TASK STATEMENT ▸ Repeat all of the records verbatim.

GIVEN RECORDS ▸
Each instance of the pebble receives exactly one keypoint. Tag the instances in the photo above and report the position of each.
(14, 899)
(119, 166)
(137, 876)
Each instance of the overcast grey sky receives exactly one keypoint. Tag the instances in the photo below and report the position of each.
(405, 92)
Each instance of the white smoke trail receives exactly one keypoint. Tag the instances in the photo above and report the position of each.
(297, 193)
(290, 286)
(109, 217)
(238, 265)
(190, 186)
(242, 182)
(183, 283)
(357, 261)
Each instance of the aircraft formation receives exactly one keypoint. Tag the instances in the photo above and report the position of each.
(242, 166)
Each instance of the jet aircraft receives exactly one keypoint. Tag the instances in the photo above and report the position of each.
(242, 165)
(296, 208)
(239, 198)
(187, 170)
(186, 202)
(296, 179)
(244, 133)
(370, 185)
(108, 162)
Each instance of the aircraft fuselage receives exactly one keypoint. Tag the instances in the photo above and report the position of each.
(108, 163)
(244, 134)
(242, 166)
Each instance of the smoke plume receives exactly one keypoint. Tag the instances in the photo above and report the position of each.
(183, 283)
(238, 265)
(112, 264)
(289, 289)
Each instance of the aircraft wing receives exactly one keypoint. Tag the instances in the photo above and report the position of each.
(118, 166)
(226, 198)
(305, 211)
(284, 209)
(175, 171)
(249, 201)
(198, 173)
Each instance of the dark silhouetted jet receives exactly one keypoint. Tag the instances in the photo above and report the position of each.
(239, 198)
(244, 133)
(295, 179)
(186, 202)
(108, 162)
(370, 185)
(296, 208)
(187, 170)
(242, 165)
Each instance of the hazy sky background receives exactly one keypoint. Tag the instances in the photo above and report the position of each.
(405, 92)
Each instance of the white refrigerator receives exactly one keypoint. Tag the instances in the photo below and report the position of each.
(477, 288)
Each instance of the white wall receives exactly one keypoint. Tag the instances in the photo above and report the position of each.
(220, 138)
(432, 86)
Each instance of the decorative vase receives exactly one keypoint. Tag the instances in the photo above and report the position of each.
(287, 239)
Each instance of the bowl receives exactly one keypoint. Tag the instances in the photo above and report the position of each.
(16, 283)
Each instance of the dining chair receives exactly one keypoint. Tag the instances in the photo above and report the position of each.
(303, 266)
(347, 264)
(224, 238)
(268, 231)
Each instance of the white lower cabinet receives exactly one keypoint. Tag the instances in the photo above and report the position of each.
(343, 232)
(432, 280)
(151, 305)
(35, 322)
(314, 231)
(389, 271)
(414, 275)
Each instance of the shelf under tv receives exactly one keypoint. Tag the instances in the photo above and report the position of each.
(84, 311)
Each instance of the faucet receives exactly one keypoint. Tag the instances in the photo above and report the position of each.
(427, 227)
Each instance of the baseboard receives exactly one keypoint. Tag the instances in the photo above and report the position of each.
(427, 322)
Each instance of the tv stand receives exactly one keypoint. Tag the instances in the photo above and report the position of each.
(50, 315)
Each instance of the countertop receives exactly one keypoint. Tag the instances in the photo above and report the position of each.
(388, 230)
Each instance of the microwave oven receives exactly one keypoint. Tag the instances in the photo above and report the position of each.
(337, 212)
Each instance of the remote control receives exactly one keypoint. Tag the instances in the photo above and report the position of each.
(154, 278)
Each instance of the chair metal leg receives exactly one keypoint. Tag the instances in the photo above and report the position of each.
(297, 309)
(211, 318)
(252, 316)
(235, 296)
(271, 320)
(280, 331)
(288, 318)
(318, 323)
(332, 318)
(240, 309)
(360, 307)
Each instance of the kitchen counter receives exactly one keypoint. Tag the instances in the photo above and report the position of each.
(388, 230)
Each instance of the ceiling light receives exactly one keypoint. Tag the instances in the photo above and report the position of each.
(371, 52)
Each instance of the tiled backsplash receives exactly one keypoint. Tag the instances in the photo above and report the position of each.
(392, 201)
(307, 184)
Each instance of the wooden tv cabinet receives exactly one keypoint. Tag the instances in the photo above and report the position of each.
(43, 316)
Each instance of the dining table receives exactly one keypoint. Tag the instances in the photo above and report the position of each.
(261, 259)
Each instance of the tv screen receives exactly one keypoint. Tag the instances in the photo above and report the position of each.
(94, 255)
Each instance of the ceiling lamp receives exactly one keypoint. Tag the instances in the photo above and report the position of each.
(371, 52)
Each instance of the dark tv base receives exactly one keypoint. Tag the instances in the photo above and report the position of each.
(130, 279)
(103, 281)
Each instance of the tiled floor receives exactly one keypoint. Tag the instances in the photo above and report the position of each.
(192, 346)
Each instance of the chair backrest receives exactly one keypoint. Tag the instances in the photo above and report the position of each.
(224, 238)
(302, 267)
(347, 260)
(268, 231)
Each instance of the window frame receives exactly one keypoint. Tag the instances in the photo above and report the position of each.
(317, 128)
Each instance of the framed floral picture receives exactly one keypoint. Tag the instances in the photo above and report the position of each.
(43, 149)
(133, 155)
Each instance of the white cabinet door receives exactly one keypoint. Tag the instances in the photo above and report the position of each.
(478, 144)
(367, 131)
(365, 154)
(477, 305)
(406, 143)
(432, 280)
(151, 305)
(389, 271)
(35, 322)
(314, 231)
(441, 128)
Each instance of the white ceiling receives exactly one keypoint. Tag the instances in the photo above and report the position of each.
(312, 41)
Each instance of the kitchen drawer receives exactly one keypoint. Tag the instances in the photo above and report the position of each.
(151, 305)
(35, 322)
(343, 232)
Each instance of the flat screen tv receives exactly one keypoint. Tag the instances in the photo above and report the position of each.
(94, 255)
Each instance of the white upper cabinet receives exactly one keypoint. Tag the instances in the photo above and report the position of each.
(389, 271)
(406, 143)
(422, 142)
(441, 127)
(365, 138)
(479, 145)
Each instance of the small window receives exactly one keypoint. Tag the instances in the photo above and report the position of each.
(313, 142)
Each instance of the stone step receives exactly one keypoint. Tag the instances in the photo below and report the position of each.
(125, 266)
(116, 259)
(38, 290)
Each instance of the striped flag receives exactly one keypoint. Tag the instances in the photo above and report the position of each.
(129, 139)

CORRECT RESPONSE ▸
Each instance of the pebble receives exactly one keypoint. Tag the instances in the photo above and report the position of each.
(14, 899)
(119, 166)
(137, 876)
Each instance of the overcast grey sky receives exactly one keypoint. Tag the instances in the photo below and report the position of each.
(405, 92)
Each instance of the white smoke trail receives exactly one keypoint. Tag the instances in the photo above and report the position of each.
(297, 193)
(290, 286)
(109, 217)
(238, 265)
(190, 186)
(242, 182)
(183, 283)
(357, 261)
Each instance of the aircraft formation receives exactly one keypoint. Tag the instances in the photo above and report the position of each.
(242, 166)
Each instance of the jet aircraft receives exactly one keypoint. Tag the instances in the photo above and report the position of each.
(242, 165)
(296, 208)
(239, 198)
(187, 170)
(186, 202)
(296, 179)
(244, 133)
(370, 185)
(108, 162)
Each instance of the aircraft fuselage receives exactly one keypoint. Tag the instances in the photo above and report the position of each.
(108, 163)
(244, 134)
(242, 166)
Each instance of the smoke plume receives exactly one keypoint. Tag the instances in the photo above and report the position of each.
(183, 283)
(238, 265)
(112, 264)
(289, 289)
Each instance of the aircraft wing receives exactly one keypoint. Tag the instances in the photo above and report the position of each.
(118, 166)
(226, 198)
(305, 211)
(284, 209)
(175, 171)
(249, 201)
(198, 173)
Each instance of the dark silhouetted jet receives exactly one keypoint. Tag the instances in the photo above and report the position of each.
(239, 198)
(244, 133)
(295, 179)
(186, 202)
(108, 162)
(370, 185)
(296, 208)
(187, 170)
(242, 165)
Each instance of the hazy sky background receives exactly one keypoint. Tag the instances in the photo above and report the position of each.
(405, 92)
Each instance of the white refrigerator receives exactly one keypoint. Tag the instances in the photo below and report the position of each.
(477, 288)
Each instance of the white wall receives exactly one keypoint. Tag the instances in the photo above and report the position of each.
(220, 138)
(432, 86)
Each instance of the decorative vase receives exactly one keypoint. Tag the instances in the photo above and report the position of each.
(287, 239)
Each instance of the bowl receives exactly one keypoint. Tag the instances in the photo above and report the position of each.
(16, 283)
Each instance of the dining chair receives exactly one keypoint. Tag the instances in the photo above and report the position of each.
(303, 266)
(347, 264)
(224, 238)
(268, 231)
Each instance of the white lower cabinet receives exactly one keypoint. Tag the instances in the photo above and report the position of each.
(343, 232)
(432, 280)
(151, 305)
(35, 322)
(314, 231)
(389, 271)
(414, 275)
Each instance of the shelf under tv receives exactly one keypoint. Tag the instances in the photo above and report the position of each.
(84, 311)
Each instance of the faucet receives exactly one keypoint. Tag the instances in the photo above and report the position of each.
(427, 227)
Each instance of the baseboard receives exactly one keypoint. Tag the instances in the photo above and report the position of each.
(427, 322)
Each instance of the tv stand receives exactly one keypoint. Tag the instances in the photo above and report the position of each.
(50, 315)
Each instance of the countertop receives exactly one keypoint. Tag the instances in the photo above and report the position of each.
(388, 230)
Each instance of the microwave oven receives exactly one keypoint. Tag the instances in the photo above and report the position of each.
(337, 212)
Each instance of the remote control receives exactly one keypoint. Tag the instances in the photo above and report the position of each.
(154, 278)
Each instance of the chair metal leg receives exactly one keypoint. Tag the instances in the photo above and report the position of each.
(297, 309)
(211, 318)
(252, 316)
(235, 296)
(271, 320)
(280, 331)
(288, 318)
(318, 323)
(332, 318)
(240, 309)
(360, 307)
Each instance of the kitchen counter receives exactly one keypoint. Tag the instances in the photo above and report the position of each.
(388, 230)
Each instance of the ceiling light receives exactly one keypoint. Tag the instances in the photo above and report the position of each.
(371, 52)
Each instance of the tiled backsplash receives exactly one keypoint. Tag the instances in the photo above and report the position of each.
(392, 201)
(307, 184)
Each instance of the wooden tv cabinet receives exactly one keypoint. Tag the instances in the photo above and report the position of each.
(43, 316)
Each instance of the dining table receives exactly one keypoint. Tag the instances in the photo above and report the position of each.
(261, 259)
Each instance of the tv screen receives exactly one keypoint. Tag the instances in the photo above and report the position of each.
(94, 255)
Each instance of the ceiling lamp receives exactly one keypoint. Tag the instances in the photo above and report the position of each.
(371, 52)
Each instance of the dark tv base receives exactly one keypoint. Tag the instances in the photo above and report the position of each.
(130, 279)
(103, 281)
Each instance of the tiled floor receives exactly one keypoint. Tag the instances in the photo above and report the position of each.
(192, 346)
Each instance of the chair backrest receives exactly one keypoint. Tag the instances in the photo above and report the position of each.
(224, 238)
(302, 267)
(347, 260)
(268, 231)
Each instance of the window frame receives exactly one keypoint. Tag the instances in the photo above and report the position of each.
(317, 128)
Each instance of the framed floral picture receives exactly one keypoint. Tag the instances in the photo above and report the position of each.
(43, 149)
(133, 155)
Each instance of the white cabinet door receives exactly one keypoint. Tag the instances in the photo above and report the position of each.
(478, 144)
(367, 131)
(365, 154)
(477, 305)
(406, 143)
(432, 280)
(151, 305)
(389, 271)
(35, 322)
(314, 231)
(441, 128)
Each instance of the white ceiling receives exactly one keypoint. Tag the instances in the photo above and report the position of each.
(312, 41)
Each instance of the kitchen drawer receives exactly one keypoint. Tag the instances in the photo above and report the position of each.
(151, 305)
(35, 322)
(343, 232)
Each instance of the flat screen tv receives exactly one keypoint. Tag the instances in the photo above and report the position of each.
(94, 255)
Each instance of the white upper cabinet receives exactly one keypoint. Tag the instances in the photo above and report the position of each.
(389, 271)
(406, 143)
(422, 142)
(441, 127)
(365, 138)
(479, 145)
Each instance of the small window receives exactly one keypoint. Tag the instances in the photo above and report the position of each.
(313, 142)
Each instance of the stone step receives exactly one keypoint. Tag the instances in the photo below and report the position of each.
(125, 266)
(116, 259)
(38, 290)
Each instance of the striped flag receives exactly one keypoint. Tag the instances in the photo above and report the position of each.
(129, 139)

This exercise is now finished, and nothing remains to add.